--- Supplied records Enclosed Below ---

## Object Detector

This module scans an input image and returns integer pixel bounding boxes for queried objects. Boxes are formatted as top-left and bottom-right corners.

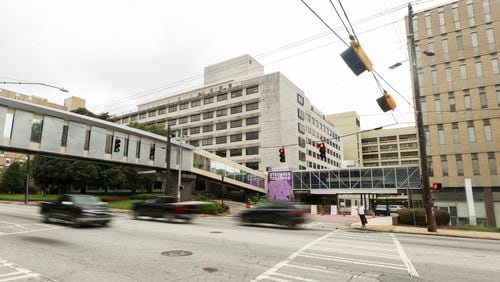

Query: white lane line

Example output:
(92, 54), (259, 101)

(253, 231), (337, 281)
(284, 263), (338, 274)
(0, 272), (23, 278)
(0, 226), (62, 236)
(0, 274), (39, 282)
(302, 222), (322, 228)
(270, 272), (320, 282)
(0, 257), (50, 282)
(308, 246), (401, 260)
(256, 276), (288, 282)
(299, 253), (407, 271)
(315, 242), (399, 254)
(391, 234), (419, 278)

--- End of Enclosed Supplied records ---

■ Work to complete
Find the line holding "This module scans" in the data above. Retype it and every later line exactly, through the end, but not the pictures.

■ Result below
This module scans an input image and returns integer pixel bounding boxes for queried objects. Boxes are formatted as top-left and bottom-right corners.


Query: white lane line

Example output:
(92, 54), (259, 101)

(253, 231), (337, 281)
(284, 263), (338, 274)
(0, 272), (23, 278)
(0, 226), (62, 236)
(0, 274), (39, 282)
(302, 222), (322, 228)
(270, 272), (320, 282)
(0, 257), (50, 282)
(308, 246), (401, 260)
(256, 276), (288, 282)
(299, 253), (407, 271)
(315, 242), (399, 254)
(391, 234), (419, 278)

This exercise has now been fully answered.